**Material supplied**

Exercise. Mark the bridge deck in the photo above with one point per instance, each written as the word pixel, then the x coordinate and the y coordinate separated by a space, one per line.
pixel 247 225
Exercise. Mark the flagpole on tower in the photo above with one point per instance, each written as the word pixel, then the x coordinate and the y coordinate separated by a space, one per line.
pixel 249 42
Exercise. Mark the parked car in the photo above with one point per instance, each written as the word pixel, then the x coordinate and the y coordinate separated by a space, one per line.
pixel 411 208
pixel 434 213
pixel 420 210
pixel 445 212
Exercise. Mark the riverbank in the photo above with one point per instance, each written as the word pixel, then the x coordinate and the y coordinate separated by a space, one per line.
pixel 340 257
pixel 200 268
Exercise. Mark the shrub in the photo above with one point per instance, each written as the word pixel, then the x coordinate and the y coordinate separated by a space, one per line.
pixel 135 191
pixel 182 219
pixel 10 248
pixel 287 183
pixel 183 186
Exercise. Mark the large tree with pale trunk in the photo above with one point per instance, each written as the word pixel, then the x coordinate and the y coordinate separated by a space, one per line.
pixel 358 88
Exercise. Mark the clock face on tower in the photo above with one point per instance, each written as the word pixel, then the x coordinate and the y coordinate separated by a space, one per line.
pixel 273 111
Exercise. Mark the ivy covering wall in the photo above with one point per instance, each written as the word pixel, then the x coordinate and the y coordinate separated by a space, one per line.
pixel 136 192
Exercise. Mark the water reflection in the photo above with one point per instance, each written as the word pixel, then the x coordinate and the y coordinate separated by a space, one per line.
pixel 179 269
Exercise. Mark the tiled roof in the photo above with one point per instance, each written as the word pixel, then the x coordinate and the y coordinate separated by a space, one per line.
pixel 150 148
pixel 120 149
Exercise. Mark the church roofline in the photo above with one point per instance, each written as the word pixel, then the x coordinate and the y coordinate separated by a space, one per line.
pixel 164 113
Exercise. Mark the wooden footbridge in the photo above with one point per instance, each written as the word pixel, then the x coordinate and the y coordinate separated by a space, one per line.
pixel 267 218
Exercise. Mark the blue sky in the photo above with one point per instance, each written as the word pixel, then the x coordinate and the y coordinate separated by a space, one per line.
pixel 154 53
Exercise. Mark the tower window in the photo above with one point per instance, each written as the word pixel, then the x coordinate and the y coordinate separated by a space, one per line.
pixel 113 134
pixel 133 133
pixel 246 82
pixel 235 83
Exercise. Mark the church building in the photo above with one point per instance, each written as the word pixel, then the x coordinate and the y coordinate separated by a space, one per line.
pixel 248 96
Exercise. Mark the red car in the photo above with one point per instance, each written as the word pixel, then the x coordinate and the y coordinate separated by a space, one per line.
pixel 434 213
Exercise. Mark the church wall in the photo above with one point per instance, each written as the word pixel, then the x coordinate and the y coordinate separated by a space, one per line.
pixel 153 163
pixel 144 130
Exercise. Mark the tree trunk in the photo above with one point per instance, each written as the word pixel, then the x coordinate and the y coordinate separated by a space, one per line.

**What you are asked to do**
Reproduce verbatim the portion of the records above that opens with the line containing "Exercise. Mark the shrub" and closes with the line containing "pixel 179 269", including both of those lines.

**Task response**
Exercise. Mark the shrub in the photo above with one point per instance, each written as the word pixel, then the x coordinate and the y coordinate separated by a space, one per line.
pixel 135 191
pixel 182 219
pixel 10 248
pixel 287 183
pixel 183 186
Exercise. Mark the large tree with pale trunk in the photo above with one point per instance, each written as the word pixel, then the x coordinate and the y coordinate separated by a space, one per line.
pixel 358 88
Exercise. Mark the clock face on tower in the photo above with one point per instance, each written as the word pixel, then the x coordinate and the y coordinate separated by a space, one per line.
pixel 273 111
Exercise. Mark the ivy covering wall in the photo above with one point per instance, each written as the word pixel, then the x coordinate and the y coordinate separated by a space, one per line.
pixel 136 192
Exercise. Mark the water reflection in the photo above with one point per instance, each written as the word pixel, then the x coordinate and the y coordinate separated by a space, one per line.
pixel 179 269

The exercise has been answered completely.